▸ **Objective a**: Copy out the article on the Arab League observer mission in Syria word for word, with no changes.

A UN official told the Security Council earlier this week that an estimated 400 people had been killed in Syria since the mission arrived, BBC reports. The US representative to the UN, Susan Rice, said the figure showed an acceleration in the killing of demonstrators. According to the UN, more than 5,000 people have been killed since the uprising began in March.

Mr. Malek told Al Jazeera that the government had "gained a lot of time to help it implement its plan" to squash the uprising by allowing the observers into the country, BBC reports.

 "The snipers are everywhere shooting at civilians. People are being kidnapped. Prisoners are being tortured and none were released. … The mission was a farce and the observers have been fooled," he added. "The regime orchestrated it and fabricated most of what we saw to stop the Arab League from taking action against the regime."

He said that security forces had not withdrawn their tanks from the streets - as mandated by the Arab League peace initiative - but had just hidden them and then brought them back out after the observers had left.

He also said imprisoned protesters who were shown by state television being freed last month as part of an amnesty were actually people who had been detained at random four or five days earlier.

Eleven observers were injuried in the city of Latakia on Jan. 9, according to a separate BBC report. The Arab League, which blamed the attack on protesters but said Syrian authorities should have protected the mission, has delayed sending any more observers in as a result.

Yesterday US Secretary of State Hillary Clinton said the mission had failed and that it should not continue indefinitely, Bloomberg reports. Its mandate expires on Jan. 19 and it's unclear whether observers will remain in the country or return. 

A French television reporter, Gilles Jacquier, was killed Wednesday in Homs during a government-authorized trip. He is the first Western journalist to have been killed covering the conflict.

▸ **Working data**:
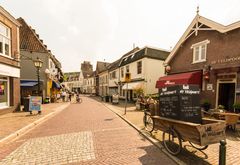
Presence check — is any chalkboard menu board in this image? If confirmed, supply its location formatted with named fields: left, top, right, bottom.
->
left=159, top=85, right=202, bottom=123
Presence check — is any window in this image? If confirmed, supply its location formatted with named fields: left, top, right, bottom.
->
left=112, top=71, right=116, bottom=79
left=191, top=40, right=210, bottom=63
left=0, top=23, right=11, bottom=56
left=126, top=65, right=129, bottom=73
left=0, top=77, right=8, bottom=109
left=121, top=68, right=124, bottom=78
left=137, top=61, right=142, bottom=74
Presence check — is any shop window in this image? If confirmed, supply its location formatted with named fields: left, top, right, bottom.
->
left=0, top=77, right=8, bottom=108
left=112, top=71, right=116, bottom=79
left=137, top=61, right=142, bottom=74
left=191, top=40, right=210, bottom=63
left=126, top=65, right=129, bottom=73
left=0, top=23, right=11, bottom=56
left=121, top=68, right=124, bottom=78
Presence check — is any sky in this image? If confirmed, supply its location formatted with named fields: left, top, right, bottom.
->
left=0, top=0, right=240, bottom=72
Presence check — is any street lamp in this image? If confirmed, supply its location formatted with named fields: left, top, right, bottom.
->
left=34, top=57, right=43, bottom=96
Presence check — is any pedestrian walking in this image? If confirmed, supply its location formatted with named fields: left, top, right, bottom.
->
left=62, top=91, right=66, bottom=102
left=68, top=92, right=72, bottom=102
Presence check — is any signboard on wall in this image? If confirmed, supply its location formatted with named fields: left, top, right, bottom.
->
left=207, top=84, right=213, bottom=91
left=159, top=85, right=202, bottom=123
left=29, top=96, right=42, bottom=111
left=125, top=73, right=131, bottom=82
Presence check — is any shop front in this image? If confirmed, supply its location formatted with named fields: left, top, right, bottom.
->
left=0, top=76, right=9, bottom=109
left=204, top=65, right=240, bottom=112
left=0, top=64, right=20, bottom=113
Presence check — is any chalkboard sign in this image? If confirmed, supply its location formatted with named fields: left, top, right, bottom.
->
left=29, top=96, right=42, bottom=111
left=159, top=85, right=202, bottom=123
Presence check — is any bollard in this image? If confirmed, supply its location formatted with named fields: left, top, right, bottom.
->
left=218, top=140, right=227, bottom=165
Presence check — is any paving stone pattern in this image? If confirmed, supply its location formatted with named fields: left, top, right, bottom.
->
left=0, top=132, right=95, bottom=164
left=0, top=97, right=176, bottom=165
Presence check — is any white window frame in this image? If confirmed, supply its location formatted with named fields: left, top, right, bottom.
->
left=0, top=22, right=13, bottom=59
left=191, top=40, right=210, bottom=64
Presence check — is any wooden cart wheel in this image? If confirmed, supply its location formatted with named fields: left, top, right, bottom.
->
left=163, top=128, right=182, bottom=155
left=189, top=141, right=208, bottom=151
left=143, top=114, right=154, bottom=132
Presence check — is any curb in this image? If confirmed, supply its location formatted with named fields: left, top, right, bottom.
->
left=0, top=103, right=70, bottom=146
left=102, top=103, right=186, bottom=165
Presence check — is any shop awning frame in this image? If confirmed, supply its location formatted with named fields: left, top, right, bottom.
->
left=52, top=81, right=62, bottom=89
left=122, top=81, right=143, bottom=90
left=20, top=80, right=42, bottom=87
left=156, top=71, right=202, bottom=88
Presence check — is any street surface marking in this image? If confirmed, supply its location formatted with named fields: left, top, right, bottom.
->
left=0, top=131, right=95, bottom=165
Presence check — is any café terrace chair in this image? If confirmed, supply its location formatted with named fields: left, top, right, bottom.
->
left=225, top=113, right=239, bottom=131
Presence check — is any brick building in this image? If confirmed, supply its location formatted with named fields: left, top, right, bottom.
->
left=156, top=13, right=240, bottom=111
left=0, top=6, right=20, bottom=114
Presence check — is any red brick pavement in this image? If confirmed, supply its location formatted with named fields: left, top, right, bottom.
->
left=0, top=97, right=176, bottom=165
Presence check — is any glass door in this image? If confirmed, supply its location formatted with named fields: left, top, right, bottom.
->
left=0, top=77, right=8, bottom=108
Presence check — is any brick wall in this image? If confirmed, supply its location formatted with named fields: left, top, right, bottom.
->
left=169, top=28, right=240, bottom=108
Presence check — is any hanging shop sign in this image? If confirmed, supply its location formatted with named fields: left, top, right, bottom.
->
left=211, top=56, right=240, bottom=64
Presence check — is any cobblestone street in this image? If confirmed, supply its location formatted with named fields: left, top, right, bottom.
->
left=0, top=97, right=176, bottom=165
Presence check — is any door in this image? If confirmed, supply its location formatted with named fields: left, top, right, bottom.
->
left=218, top=83, right=235, bottom=111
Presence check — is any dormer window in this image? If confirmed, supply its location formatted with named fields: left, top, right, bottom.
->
left=191, top=40, right=210, bottom=63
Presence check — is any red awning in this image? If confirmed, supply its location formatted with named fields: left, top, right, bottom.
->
left=156, top=71, right=202, bottom=88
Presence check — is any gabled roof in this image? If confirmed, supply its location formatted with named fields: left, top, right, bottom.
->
left=96, top=61, right=110, bottom=73
left=0, top=6, right=21, bottom=27
left=108, top=59, right=121, bottom=71
left=165, top=14, right=240, bottom=64
left=17, top=17, right=49, bottom=53
left=120, top=46, right=170, bottom=66
left=82, top=71, right=93, bottom=78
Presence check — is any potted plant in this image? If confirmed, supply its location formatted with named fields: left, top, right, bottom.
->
left=201, top=99, right=211, bottom=111
left=233, top=102, right=240, bottom=113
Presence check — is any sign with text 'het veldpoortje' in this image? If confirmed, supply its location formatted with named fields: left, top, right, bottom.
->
left=29, top=96, right=42, bottom=111
left=159, top=85, right=202, bottom=123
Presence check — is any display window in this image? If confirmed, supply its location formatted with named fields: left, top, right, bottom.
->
left=0, top=76, right=9, bottom=108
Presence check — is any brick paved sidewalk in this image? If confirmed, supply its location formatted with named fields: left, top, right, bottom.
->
left=0, top=103, right=69, bottom=141
left=98, top=96, right=240, bottom=164
left=0, top=98, right=176, bottom=165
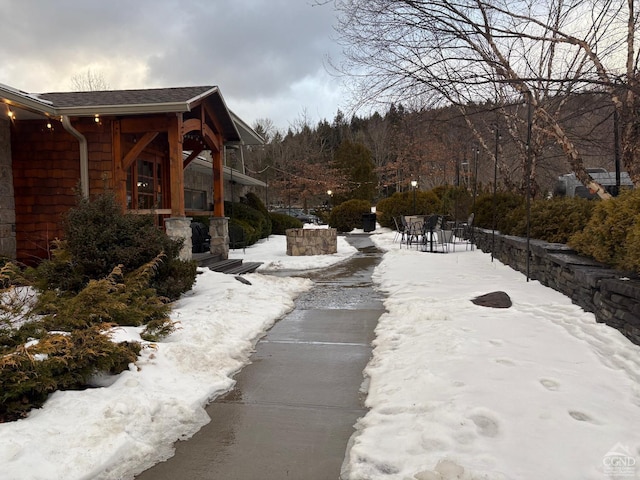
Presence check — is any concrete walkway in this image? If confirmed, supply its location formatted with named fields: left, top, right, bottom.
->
left=137, top=235, right=383, bottom=480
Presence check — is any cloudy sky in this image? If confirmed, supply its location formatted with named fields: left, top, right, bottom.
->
left=0, top=0, right=347, bottom=130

▸ **Objective b**: In the records, take the part that opens with the line containing "Presence check — is any red awning" and closes with the line containing "left=82, top=71, right=93, bottom=78". Give back only those lines, with "gabled roof" swapped for "pitched roof" and nothing else changed.

▸ **Right answer a**:
A UN official told the Security Council earlier this week that an estimated 400 people had been killed in Syria since the mission arrived, BBC reports. The US representative to the UN, Susan Rice, said the figure showed an acceleration in the killing of demonstrators. According to the UN, more than 5,000 people have been killed since the uprising began in March.

Mr. Malek told Al Jazeera that the government had "gained a lot of time to help it implement its plan" to squash the uprising by allowing the observers into the country, BBC reports.

 "The snipers are everywhere shooting at civilians. People are being kidnapped. Prisoners are being tortured and none were released. … The mission was a farce and the observers have been fooled," he added. "The regime orchestrated it and fabricated most of what we saw to stop the Arab League from taking action against the regime."

He said that security forces had not withdrawn their tanks from the streets - as mandated by the Arab League peace initiative - but had just hidden them and then brought them back out after the observers had left.

He also said imprisoned protesters who were shown by state television being freed last month as part of an amnesty were actually people who had been detained at random four or five days earlier.

Eleven observers were injuried in the city of Latakia on Jan. 9, according to a separate BBC report. The Arab League, which blamed the attack on protesters but said Syrian authorities should have protected the mission, has delayed sending any more observers in as a result.

Yesterday US Secretary of State Hillary Clinton said the mission had failed and that it should not continue indefinitely, Bloomberg reports. Its mandate expires on Jan. 19 and it's unclear whether observers will remain in the country or return. 

A French television reporter, Gilles Jacquier, was killed Wednesday in Homs during a government-authorized trip. He is the first Western journalist to have been killed covering the conflict.

▸ **Right answer b**:
Presence check — is any red awning in this image? If confirmed, supply its location formatted with named fields: left, top, right, bottom.
->
left=156, top=71, right=202, bottom=88
Presence check — is any pitched roof in this image? If confirmed, supply its location formatted with named fields: left, top, right, bottom.
->
left=96, top=61, right=110, bottom=73
left=0, top=6, right=21, bottom=27
left=108, top=59, right=121, bottom=71
left=165, top=14, right=240, bottom=64
left=17, top=17, right=49, bottom=53
left=120, top=46, right=170, bottom=66
left=82, top=71, right=93, bottom=78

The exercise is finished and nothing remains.